» **Task requirements**
Using the entries that follow, give only the number of lines with the word "below" in them.

» **Data listing**
——
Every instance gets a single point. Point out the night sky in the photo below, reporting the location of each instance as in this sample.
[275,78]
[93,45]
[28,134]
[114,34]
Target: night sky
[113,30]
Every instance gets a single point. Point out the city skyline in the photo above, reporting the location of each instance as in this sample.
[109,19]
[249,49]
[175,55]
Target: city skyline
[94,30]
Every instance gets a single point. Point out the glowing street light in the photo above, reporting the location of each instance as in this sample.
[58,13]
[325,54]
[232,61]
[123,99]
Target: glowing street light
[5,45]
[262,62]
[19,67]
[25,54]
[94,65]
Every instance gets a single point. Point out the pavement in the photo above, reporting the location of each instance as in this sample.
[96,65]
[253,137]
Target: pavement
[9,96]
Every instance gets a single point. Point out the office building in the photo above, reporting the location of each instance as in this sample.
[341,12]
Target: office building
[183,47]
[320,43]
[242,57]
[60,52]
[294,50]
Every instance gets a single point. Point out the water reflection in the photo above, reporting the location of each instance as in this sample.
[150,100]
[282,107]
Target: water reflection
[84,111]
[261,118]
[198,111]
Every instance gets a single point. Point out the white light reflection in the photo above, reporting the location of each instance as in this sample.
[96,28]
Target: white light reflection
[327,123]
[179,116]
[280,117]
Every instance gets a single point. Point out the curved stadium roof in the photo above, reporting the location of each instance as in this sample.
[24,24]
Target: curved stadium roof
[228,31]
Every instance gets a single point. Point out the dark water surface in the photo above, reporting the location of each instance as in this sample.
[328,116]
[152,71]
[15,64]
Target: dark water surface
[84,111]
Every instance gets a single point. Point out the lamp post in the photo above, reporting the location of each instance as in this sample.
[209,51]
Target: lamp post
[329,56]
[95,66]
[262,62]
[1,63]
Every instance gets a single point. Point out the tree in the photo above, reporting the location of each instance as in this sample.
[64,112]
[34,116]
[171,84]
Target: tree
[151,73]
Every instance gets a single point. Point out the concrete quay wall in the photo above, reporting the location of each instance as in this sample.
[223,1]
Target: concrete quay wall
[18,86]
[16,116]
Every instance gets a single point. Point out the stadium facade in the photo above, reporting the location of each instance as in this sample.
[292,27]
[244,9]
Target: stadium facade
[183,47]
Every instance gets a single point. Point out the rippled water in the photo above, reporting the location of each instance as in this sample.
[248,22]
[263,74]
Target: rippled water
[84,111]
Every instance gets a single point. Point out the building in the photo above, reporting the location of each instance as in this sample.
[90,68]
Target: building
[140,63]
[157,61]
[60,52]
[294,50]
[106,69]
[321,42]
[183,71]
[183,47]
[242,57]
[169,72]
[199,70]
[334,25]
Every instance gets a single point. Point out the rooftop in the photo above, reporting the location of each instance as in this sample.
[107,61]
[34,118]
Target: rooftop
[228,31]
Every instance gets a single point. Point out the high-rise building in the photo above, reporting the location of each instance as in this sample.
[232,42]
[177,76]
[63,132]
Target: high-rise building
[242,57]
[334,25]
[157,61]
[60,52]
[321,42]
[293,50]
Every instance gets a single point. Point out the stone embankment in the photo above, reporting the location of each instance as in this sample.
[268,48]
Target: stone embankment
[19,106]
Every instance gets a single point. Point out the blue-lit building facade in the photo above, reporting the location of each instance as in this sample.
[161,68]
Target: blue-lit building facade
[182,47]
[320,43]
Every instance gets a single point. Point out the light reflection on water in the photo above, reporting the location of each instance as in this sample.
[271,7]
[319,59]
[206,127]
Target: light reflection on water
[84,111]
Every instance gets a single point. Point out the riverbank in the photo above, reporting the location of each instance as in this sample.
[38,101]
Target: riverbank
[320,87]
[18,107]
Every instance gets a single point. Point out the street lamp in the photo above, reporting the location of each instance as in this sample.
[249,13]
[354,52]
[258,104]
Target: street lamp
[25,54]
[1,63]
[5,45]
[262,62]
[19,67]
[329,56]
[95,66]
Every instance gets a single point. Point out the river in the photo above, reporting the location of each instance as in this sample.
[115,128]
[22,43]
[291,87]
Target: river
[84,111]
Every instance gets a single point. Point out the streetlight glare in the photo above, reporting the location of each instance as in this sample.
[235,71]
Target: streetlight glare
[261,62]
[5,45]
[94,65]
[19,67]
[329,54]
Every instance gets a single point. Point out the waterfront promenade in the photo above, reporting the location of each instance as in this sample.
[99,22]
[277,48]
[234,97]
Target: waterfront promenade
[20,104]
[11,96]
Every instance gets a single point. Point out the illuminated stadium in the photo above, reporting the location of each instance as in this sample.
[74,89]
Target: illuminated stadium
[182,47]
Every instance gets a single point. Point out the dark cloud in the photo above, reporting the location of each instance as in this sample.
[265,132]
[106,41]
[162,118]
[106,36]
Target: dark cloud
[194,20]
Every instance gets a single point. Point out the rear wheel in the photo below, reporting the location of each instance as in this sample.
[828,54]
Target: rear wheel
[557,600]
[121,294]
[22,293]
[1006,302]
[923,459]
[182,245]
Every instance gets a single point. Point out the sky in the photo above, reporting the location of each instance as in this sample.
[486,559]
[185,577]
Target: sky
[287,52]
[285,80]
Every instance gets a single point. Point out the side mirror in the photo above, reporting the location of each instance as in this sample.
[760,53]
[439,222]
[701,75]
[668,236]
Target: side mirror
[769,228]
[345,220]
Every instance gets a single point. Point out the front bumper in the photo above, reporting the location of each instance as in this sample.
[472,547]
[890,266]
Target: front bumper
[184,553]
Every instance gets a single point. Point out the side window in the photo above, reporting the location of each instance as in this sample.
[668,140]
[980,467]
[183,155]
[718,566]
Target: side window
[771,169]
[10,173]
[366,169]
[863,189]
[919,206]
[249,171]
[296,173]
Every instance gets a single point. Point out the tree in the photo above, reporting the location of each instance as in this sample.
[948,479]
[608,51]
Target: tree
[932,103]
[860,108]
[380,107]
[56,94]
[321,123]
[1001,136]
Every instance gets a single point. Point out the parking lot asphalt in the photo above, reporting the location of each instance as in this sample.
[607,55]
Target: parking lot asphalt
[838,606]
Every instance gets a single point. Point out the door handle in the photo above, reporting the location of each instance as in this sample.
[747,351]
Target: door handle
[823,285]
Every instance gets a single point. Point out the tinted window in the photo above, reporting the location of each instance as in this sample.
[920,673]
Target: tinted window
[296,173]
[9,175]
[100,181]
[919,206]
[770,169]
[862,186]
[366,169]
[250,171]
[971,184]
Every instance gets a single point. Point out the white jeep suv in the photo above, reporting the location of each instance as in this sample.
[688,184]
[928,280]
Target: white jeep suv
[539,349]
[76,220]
——
» **Solved exercise**
2